_EXERCISE A:_
Answer these questions from the excerpt on union endorsements of Biden, one answer a line, marked (i), (ii), (iii):
(i) Who is the president of the Steelworkers?
(ii) How many town hall meetings did the union hold on the decision?
(iii) What does Biden's broadband plan require of companies receiving funds?
_EXERCISE B:_
Decide whether each statement agrees with the excerpt on union endorsements of Biden. Answer yes or no for each, marked (i), (ii), (iii), and quote the words that decide it:
(i) Biden's video was made at the union's request.
(ii) The questionnaire Biden answered went only to union leaders.
(iii) Conway said members named retirement security as one of their top issues.
_EXERCISE C:_
Carry on the excerpt on union endorsements of Biden from the point where it stops.

_EXCERPTED TEXT:_
+ + + + + + +
Shelton cited Biden’s support for the Protect The Right To Organize Act, the Public Service Freedom to Negotiate Act, and that “his broadband plan includes language requiring companies receiving funds to remain neutral on workers’ organizing efforts” as evidence of Biden’s commitment to workers’ rights.
Biden made those same points in a video the union requested, which was also distributed.
Steelworkers President Thomas Conway hit many of the same themes in announcing USW’s backing of Biden. The Steelworkers are known for their outstanding and active political organizing.
Conway said Biden answered a detailed questionnaire, which the union distributed to all its members. It followed up with 170 town hall meetings on the decision. Conway also said health and safety issues, especially now during the coronavirus pandemic, were atop members’ thinking.
“Workers need an administration that takes workplace health and safety seriously, now more than ever, and Vice President Biden’s record supporting strong, enforceable federal safety standards that help keep workers healthy and safe make it clear that he is committed to this vital work.
“We came to this endorsement through listening. We listened to our members when they told us that their top issues were affordable health care and prescription drugs, retirement security, and labor laws that protect working people,” he said. “We also listened to the candidates, examined their responses to our questionnaire, and assessed what their past records demonstrate about their values.”
+ + + + + + +
_MATERIAL SUPPLIED:_

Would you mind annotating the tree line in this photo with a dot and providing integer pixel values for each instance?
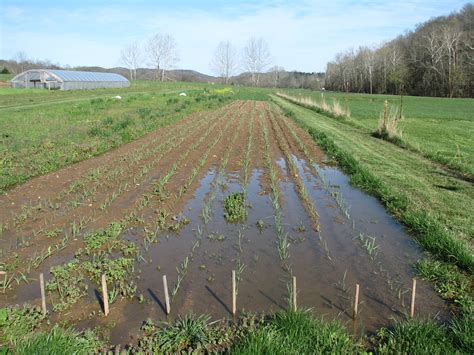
(436, 59)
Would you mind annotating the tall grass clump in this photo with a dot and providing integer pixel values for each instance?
(189, 332)
(335, 110)
(429, 231)
(60, 341)
(389, 125)
(296, 332)
(415, 336)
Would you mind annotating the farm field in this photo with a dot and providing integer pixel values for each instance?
(223, 179)
(237, 188)
(439, 128)
(35, 141)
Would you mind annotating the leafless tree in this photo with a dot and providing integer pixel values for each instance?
(21, 59)
(224, 62)
(256, 57)
(131, 57)
(162, 53)
(275, 74)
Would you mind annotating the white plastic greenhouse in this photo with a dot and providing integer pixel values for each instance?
(68, 80)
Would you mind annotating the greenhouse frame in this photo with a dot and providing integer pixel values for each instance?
(68, 80)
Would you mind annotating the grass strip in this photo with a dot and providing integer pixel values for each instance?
(429, 232)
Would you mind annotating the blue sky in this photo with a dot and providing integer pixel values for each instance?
(302, 35)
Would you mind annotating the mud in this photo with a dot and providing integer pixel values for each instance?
(327, 261)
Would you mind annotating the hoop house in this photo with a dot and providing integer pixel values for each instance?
(68, 80)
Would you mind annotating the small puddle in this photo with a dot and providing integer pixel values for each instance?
(327, 264)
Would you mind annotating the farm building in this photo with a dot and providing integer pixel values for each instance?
(68, 80)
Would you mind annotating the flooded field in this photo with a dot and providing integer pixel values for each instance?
(165, 204)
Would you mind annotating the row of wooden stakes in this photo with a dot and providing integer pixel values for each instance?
(105, 297)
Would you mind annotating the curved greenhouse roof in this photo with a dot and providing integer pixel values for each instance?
(68, 79)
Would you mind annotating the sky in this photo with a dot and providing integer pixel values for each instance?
(302, 34)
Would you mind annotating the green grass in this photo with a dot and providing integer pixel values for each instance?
(188, 332)
(297, 332)
(441, 129)
(414, 337)
(37, 141)
(435, 206)
(17, 322)
(235, 207)
(59, 341)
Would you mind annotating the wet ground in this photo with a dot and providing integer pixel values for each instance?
(351, 240)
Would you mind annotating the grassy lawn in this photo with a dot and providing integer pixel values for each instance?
(429, 188)
(17, 98)
(40, 140)
(440, 128)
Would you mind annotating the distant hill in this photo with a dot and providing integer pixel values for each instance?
(273, 78)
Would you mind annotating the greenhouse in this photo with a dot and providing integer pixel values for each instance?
(68, 80)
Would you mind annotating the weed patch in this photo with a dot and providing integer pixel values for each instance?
(235, 207)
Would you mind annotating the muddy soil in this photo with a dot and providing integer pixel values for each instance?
(207, 156)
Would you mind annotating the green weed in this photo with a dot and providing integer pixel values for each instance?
(235, 207)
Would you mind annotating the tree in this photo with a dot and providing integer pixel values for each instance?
(256, 57)
(131, 57)
(162, 53)
(276, 73)
(224, 62)
(21, 59)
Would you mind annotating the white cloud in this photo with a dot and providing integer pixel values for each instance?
(302, 35)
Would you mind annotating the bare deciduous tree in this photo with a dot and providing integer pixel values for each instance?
(162, 53)
(21, 58)
(131, 57)
(224, 62)
(276, 74)
(256, 57)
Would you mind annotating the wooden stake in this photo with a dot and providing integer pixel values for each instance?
(234, 294)
(356, 302)
(413, 295)
(294, 293)
(43, 296)
(167, 296)
(105, 296)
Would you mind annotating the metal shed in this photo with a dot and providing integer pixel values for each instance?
(68, 80)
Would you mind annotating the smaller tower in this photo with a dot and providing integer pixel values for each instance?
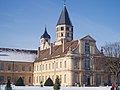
+ + + + + + +
_EXPECTED ANSWER A:_
(i) Thomas Conway
(ii) 170
(iii) To remain neutral on workers' organizing efforts

_EXPECTED ANSWER B:_
(i) Yes: "a video the union requested"
(ii) No: "which the union distributed to all its members"
(iii) Yes: "their top issues were affordable health care and prescription drugs, retirement security, and labor laws that protect working people"

_EXPECTED ANSWER C:_
“Vice President Biden shared his plans for how he intends to expand access to affordable health care, protect those with preexisting conditions, stabilize multiemployer pension plans, defend Social Security and preserve and expand labor rights.
“Joe Biden spent his life fighting for these things because he understands what it’s like to work for a living. As the son of a working-class family from Pennsylvania’s coal country, he has never forgotten his roots. We are confident that as president, he will put workers and their needs first.”
Shelton also had harsh words for Trump, in addition to citing Trump’s disdain for workers. Trump answered neither union’s questionnaire.
“The past three years – and indeed just the past three months – have proven the 2016 election was the most damaging election of our lifetimes. Donald Trump’s victory that year will tear at the fabric of our society and the health of our communities for years to come and will worsen if he is re-elected,” Shelton said. His three-month reference, of course, is to Trump’s disastrous anti-worker record in handling the coronavirus pandemic. As of May 27, some 1.7 million people in the U.S. have tested positive for the coronavirus and 100,000 have died.
Besides the Fire Fighters, CWA, the Steelworkers, both teachers unions and UFCW, other unions that endorsed Biden before the AFL-CIO acted were the United Auto Workers, the Amalgamated Transit Union, AFSCME, the Ironworkers, the Machinists, the Electrical Workers (IBEW), the International Longshoremen’s Association, the National Association of Government Employees – a 100,000-member Service Employees sector — and the Transport Workers.
Still to be heard from are the nation’s two postal unions, several building trades unions, and the Service Employees and the Teamsters, who are not part of the AFL-CIO. But Letter Carriers President Fredric Rolando, in an article in the union’s journal in April, forecast what may well be a Biden endorsement.
Rolando praised both Biden and his final then-remaining foe, Sanders, for strong support of workers in general and the USPS and its workers in particular. Both “passed our test with flying colors,” Rolando said then. By contrast, Trump “has been pretty atrocious.”
So far, one small AFL-CIO union, the International Union of Police Associations, backs Trump. “Every top Democrat currently running for this office has vilified the police and made criminals out to be victims,” IUPA President Sam Cabral charged when revealing his union’s decision last September.